**BRONTEKST**
Algemene beschouwingen 4 juli 2011

donderdag 07 juli 2011 06:48

Vooraf gaande aan het opschrijven van de algemene beschouwingen bij deze kadernota, eerst wat terug gelezen in de beschouwingen van voor gaande jaren. Verhelderend, maar ook de trieste constatering dat we voortdurend signalen afgeven om vooral een sociaal beleid te voeren, juist in tijden van crisis. Tot op heden hebben we ook moeten constateren dat dit signaal niet opgepakt is.

Eigenlijk is dat ook wel logisch, want een regering die één van de grootste veroorzakers van de economische crisis eert met een hoge onderscheiding en de individuele burger het gelag laat betalen van al het gegraai en onverantwoorde beheer van onze middelen door banken en (beleggings-) instituten, is goed de weg kwijt.

**BESCHIKBARE GEGEVENS**
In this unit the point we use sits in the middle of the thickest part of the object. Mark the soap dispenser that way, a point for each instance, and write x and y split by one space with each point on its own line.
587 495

**DOEL VAN DE OPDRACHT**
Welke partijen noemt de beschouwing in de alinea die begint met "Eigenlijk is dat ook wel logisch"? Geef ze allemaal.

**EINDANTWOORD**
- een regering
- één van de grootste veroorzakers van de economische crisis
- de individuele burger
- banken
- (beleggings-) instituten